▸ EXTRACTED TEXT:

━━━━━━━━━━━━━━━━━━━━

I realize I am in the stratosphere of abstraction here, so let’s hazard going from the sublime to the “ridiculous” and propose one concrete resolution you could make:  Don’t worry too much about the expense, (it does not have to be expensive or far away), and resolve to take your family on a wonderful vacation, this year.  And every year.

 

Now lens #2 – the example of Jesus as regards the family.  As I mentioned earlier, Jesus spent about 15 years growing up in his family, apparently without much notice in the community.   Again, about  half of his life being…first a helpless baby – in diapers! – Then a toddler, then a young child, then an adolescent.   What does this tell us?  A very very great deal.  If God made normal family life such a priority during his one, brief life on earth, we should too.

 

And the last consideration, what about our faith?

 

It might look as if I have let you off the hook…”Hey – Didn’t he say 45% work, 45% family, and that leaves just a nice comfortable little percentage for faith, right?  I can do that, I do that already…I’m doing just fine – I don’t need to change a thing!

 

Well now, just hold on.  We need to look at this more closely.

━━━━━━━━━━━━━━━━━━━━

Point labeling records

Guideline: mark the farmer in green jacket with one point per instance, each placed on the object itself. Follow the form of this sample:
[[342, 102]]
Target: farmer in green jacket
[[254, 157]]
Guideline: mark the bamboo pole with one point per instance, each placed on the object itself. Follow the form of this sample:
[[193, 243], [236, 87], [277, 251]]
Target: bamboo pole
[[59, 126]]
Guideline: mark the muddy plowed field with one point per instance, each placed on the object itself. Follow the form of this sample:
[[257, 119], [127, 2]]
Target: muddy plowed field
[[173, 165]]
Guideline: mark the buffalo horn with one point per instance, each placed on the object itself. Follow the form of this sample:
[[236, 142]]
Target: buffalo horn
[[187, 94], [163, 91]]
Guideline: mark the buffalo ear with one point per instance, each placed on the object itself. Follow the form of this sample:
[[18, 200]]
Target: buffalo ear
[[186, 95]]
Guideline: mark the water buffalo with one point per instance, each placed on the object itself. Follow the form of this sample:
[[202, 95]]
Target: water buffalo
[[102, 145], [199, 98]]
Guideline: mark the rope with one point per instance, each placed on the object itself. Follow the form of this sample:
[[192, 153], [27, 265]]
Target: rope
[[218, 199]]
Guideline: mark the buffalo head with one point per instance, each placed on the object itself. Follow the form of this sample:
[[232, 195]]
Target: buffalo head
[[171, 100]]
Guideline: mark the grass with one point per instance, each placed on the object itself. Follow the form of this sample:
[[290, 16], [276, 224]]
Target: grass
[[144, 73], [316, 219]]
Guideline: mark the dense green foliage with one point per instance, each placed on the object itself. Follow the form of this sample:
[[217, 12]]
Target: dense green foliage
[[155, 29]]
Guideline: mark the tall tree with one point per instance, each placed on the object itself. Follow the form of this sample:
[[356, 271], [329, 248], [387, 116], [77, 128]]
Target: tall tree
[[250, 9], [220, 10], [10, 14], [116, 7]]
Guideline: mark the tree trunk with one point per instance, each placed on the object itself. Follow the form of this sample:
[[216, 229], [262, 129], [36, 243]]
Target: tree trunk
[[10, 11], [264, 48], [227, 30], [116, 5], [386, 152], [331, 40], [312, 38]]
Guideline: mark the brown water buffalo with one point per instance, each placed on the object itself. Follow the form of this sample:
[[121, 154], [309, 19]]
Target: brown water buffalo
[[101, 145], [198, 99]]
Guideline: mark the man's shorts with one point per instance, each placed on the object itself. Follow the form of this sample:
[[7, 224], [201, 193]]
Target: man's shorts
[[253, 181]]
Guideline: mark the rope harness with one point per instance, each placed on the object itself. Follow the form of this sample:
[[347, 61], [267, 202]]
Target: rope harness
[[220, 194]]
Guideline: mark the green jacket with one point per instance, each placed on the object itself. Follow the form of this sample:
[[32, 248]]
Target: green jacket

━━━━━━━━━━━━━━━━━━━━

▸ THINGS TO DO:
• A. According to the sermon excerpt on family and faith, about how many years did Jesus spend growing up in his family?
• B. Rewrite the records from their first line up to and including the line with "[[171, 100]]", replacing "bamboo pole" with "wooden pole" and keeping everything else the same. Return only those lines.

▸ TASK RESULTS:
• A. About 15 years.

• B.
Guideline: mark the farmer in green jacket with one point per instance, each placed on the object itself. Follow the form of this sample:
[[342, 102]]
Target: farmer in green jacket
[[254, 157]]
Guideline: mark the wooden pole with one point per instance, each placed on the object itself. Follow the form of this sample:
[[193, 243], [236, 87], [277, 251]]
Target: wooden pole
[[59, 126]]
Guideline: mark the muddy plowed field with one point per instance, each placed on the object itself. Follow the form of this sample:
[[257, 119], [127, 2]]
Target: muddy plowed field
[[173, 165]]
Guideline: mark the buffalo horn with one point per instance, each placed on the object itself. Follow the form of this sample:
[[236, 142]]
Target: buffalo horn
[[187, 94], [163, 91]]
Guideline: mark the buffalo ear with one point per instance, each placed on the object itself. Follow the form of this sample:
[[18, 200]]
Target: buffalo ear
[[186, 95]]
Guideline: mark the water buffalo with one point per instance, each placed on the object itself. Follow the form of this sample:
[[202, 95]]
Target: water buffalo
[[102, 145], [199, 98]]
Guideline: mark the rope with one point per instance, each placed on the object itself. Follow the form of this sample:
[[192, 153], [27, 265]]
Target: rope
[[218, 199]]
Guideline: mark the buffalo head with one point per instance, each placed on the object itself. Follow the form of this sample:
[[232, 195]]
Target: buffalo head
[[171, 100]]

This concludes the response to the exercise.